Extracted text:
Yemen’s children face ‘worst diphtheria outbreak’

International aid organisation says deaths in Yemen likely to rise as bacterial disease spreads.

Nahla Arishi, a pediatrician, checks a boy infected with diphtheria at the al-Sadaqa teaching hospital in the southern port city of Aden
A pediatrician checks a boy infected with diphtheria in Yemen's southern port city of Aden in December, 2017 [File: Fawaz Salman/Reuters]

Deaths caused by diphtheria, a serious bacterial infection, are “likely to rise” in Yemen if a blockade imposed by a Saudi-led military coalition is not lifted, a major international charity has warned.

Save the Children said in a statement on Sunday that minors in the war-torn country were the most affected in what it called “the worst diphtheria outbreak for a generation”.

Diphtheria is a contagious infection that targets the body’s respiratory system. Though preventable by vaccines, it can lead to breathing problems, heart failure and death.


Since August, the aid organisation said it recorded at least 52 deaths from the disease, the majority of which were children under the age of 15.

Some 716 others were infected during the same time period.

“There’s so little help right now that families are carrying their children for hundreds of miles to get to us,” Mariam Aldogani, the group’s field coordinator in the port city of Hudaida, said.

“But they’re arriving too late and infecting people on the way.”

According to Save the Children, the outbreak has hit the western provinces of Ibb and Hudaida the hardest.

Apart from severe food and fuel shortages, Yemen’s population is already facing an ongoing widespread cholera epidemic, described as the world’s worst, and an outbreak of acute watery diarrhoea.

Collection entries:
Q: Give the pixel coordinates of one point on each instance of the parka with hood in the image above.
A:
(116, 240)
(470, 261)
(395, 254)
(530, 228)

Complete the following:
a – According to the diphtheria article, why are families carrying their children hundreds of miles to reach Save the Children, and what happens as a result? Answer in one to three sentences.
b – Answer these questions from the diphtheria article, one line each:
(i) How many deaths from the disease has the aid organization recorded since August?
(ii) Which two provinces has the outbreak hit hardest?
(iii) What part of the body does diphtheria target?
c – Continue the article on Yemen's diphtheria outbreak from its final sentence.
These rows have nothing to do with the article about Yemen's diphtheria outbreak.

Outputs for the tasks:
a – The field coordinator in Hudaida says there is so little help available right now that families must travel hundreds of miles to reach the group. As a result, they arrive too late and infect people along the way.

b –
(i) At least 52.
(ii) Ibb and Hudaida.
(iii) The body's respiratory system.

c –
The United Nations has said that spread of disease is “man-made”, referring to the war between Houthi rebels and the Saudi-led coalition that is fighting them.

Yemen has been torn apart by conflict since 2014, when Houthi rebels, allied with troops loyal to the late President Ali Abdullah Saleh, captured large expanses of the country, including the capital, Sanaa.


Saudi Arabia launched a massive aerial campaign against the rebels in March 2015, aimed at restoring the government of President Abd-Rabbu Mansour Hadi.

The Saudi-led coalition closed air, land and sea access to the Arabian peninsula country for all humanitarian workers and organisations on November 6, saying the blockade would stop arms from reaching Houthi rebels.

The blockade was eased weeks later, but many warned that the move did not go far enough, including aid and human rights groups who warned that the spectre of mass famine would continue to loom over the impoverished country

The UN says that more than 10,000 people have been killed in the conflict, which has also displaced more than three million.